演習問題.
[a] 将棋の随筆によると、筆者がアマ選手の棋譜の掲載に気付いたのは本誌の何月号ですか。
[b] 将棋の随筆を、最後の文の後から書き継いでください。

文書抜粋.
◇ ◇ ◇ ◇ ◇ ◇ ◇

旧パラを検証する144
第十二号 4
新版 失禮御免ヘタの横槍 前田三桂
将棋競技会といふものは、どんな機構の下に行はれて居るのか、俺はそんな会場を覗いた事もないから、皆目様子は判らない。従って之に抗議する資格は勿論ないが、盲目蛇に怖ぢずとやら、そこは心臓の強い横槍親爺だから、局外者の意見として以下二三の実例を挙げて提議するのである。他山の石として参考に資してもらえば幸である。
前に板谷八段の餞別角落将棋を失敬したのが機縁となり、本誌九月号に其のアマ選手の棋譜が登載されて居るのに気付き、袖振り合うも多生の縁で、どんな将棋か一遍見せて頂こうと、ムラムラと起る好奇心から早速駒を並べて見た。高段将棋に横槍を振り廻すよりもズット面白くおかしく又くすぐったく、甚だ興味深く感じたのでさらさらと筆を走らせて、御頭の心許ない海鼠のように奇怪な駄文を書いてしまった。

◇ ◇ ◇ ◇ ◇ ◇ ◇

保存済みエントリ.
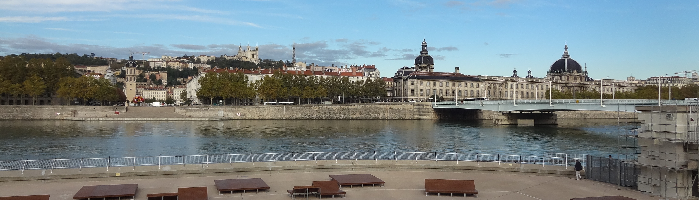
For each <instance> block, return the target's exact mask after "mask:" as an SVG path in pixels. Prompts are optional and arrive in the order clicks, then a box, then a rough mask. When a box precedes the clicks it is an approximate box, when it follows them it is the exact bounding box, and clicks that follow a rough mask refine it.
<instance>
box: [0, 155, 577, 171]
mask: <svg viewBox="0 0 700 200" xmlns="http://www.w3.org/2000/svg"><path fill="white" fill-rule="evenodd" d="M314 160H316V161H318V160H336V161H337V160H395V161H398V160H413V161H419V160H421V161H425V160H430V161H436V162H437V161H455V162H498V163H501V162H505V163H519V164H538V165H543V166H544V165H559V166H573V165H574V163H575V161H576V160H580V161H582V163H583V164H584V165H585V162H586V154H566V153H545V154H541V155H532V154H516V153H503V152H494V153H483V152H482V153H476V152H468V153H457V152H419V151H417V152H398V151H394V152H377V151H373V152H287V153H247V154H246V153H243V154H213V155H206V154H205V155H179V156H143V157H107V158H74V159H46V160H15V161H0V171H7V170H21V171H24V170H53V169H82V168H107V170H109V167H132V168H133V169H134V170H135V169H136V168H137V167H141V166H158V167H159V168H160V167H161V166H166V165H201V166H202V167H203V166H204V165H208V164H215V163H242V162H277V161H314Z"/></svg>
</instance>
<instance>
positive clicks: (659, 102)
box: [657, 75, 661, 106]
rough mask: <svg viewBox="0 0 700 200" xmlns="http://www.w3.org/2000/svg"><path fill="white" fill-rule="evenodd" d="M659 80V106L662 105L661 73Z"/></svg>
mask: <svg viewBox="0 0 700 200" xmlns="http://www.w3.org/2000/svg"><path fill="white" fill-rule="evenodd" d="M657 80H658V81H659V82H658V83H657V84H659V87H658V88H659V106H661V75H659V78H658V79H657Z"/></svg>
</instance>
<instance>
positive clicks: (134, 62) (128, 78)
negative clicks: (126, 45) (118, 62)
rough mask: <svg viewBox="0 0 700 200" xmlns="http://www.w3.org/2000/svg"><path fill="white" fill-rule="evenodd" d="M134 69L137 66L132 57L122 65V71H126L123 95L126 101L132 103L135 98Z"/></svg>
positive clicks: (135, 90) (134, 78)
mask: <svg viewBox="0 0 700 200" xmlns="http://www.w3.org/2000/svg"><path fill="white" fill-rule="evenodd" d="M136 67H138V64H137V63H136V61H135V60H134V56H129V60H127V61H126V63H125V64H124V70H125V71H126V81H125V82H124V94H125V95H126V100H127V101H133V99H134V97H136V95H137V94H136V76H138V73H137V72H136Z"/></svg>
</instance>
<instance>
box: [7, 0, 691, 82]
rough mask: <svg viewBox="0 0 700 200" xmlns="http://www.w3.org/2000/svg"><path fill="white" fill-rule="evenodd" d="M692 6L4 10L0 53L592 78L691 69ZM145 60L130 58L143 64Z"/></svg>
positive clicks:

◇ ◇ ◇ ◇ ◇ ◇ ◇

解答.
[a] 九月号です。

[b]
棋譜は同号にあるから茲には省略するが、最後の局面が左掲の如くなっている。
先手が二七飛と打った所

此時後手某四段は二七飛の王手には全く弱ったらしく蛇の魅せられた蛙のように消気てしまい、今は反抗する気力も失せて、無益の抵抗をなし恥を晒さんよりは、潔く自決するに如かずと、涙を呑み駒を投じて敗退したものである。
此場合何故後手が敗を自認したかを想像して見るに、徒に二六に合駒を打って見た所で三七桂と飛むて王手をせられると一四玉と逃げても一五歩と突かるれば夫れ迄であるを速断したものであろう。だが此自決はチト早まって居る。俺は後手の諦めのよいのに少なからず驚いたのである。そこで俺が審判といふ事柄に対し議論を吹き掛け注意を促がす段取りとなるのである。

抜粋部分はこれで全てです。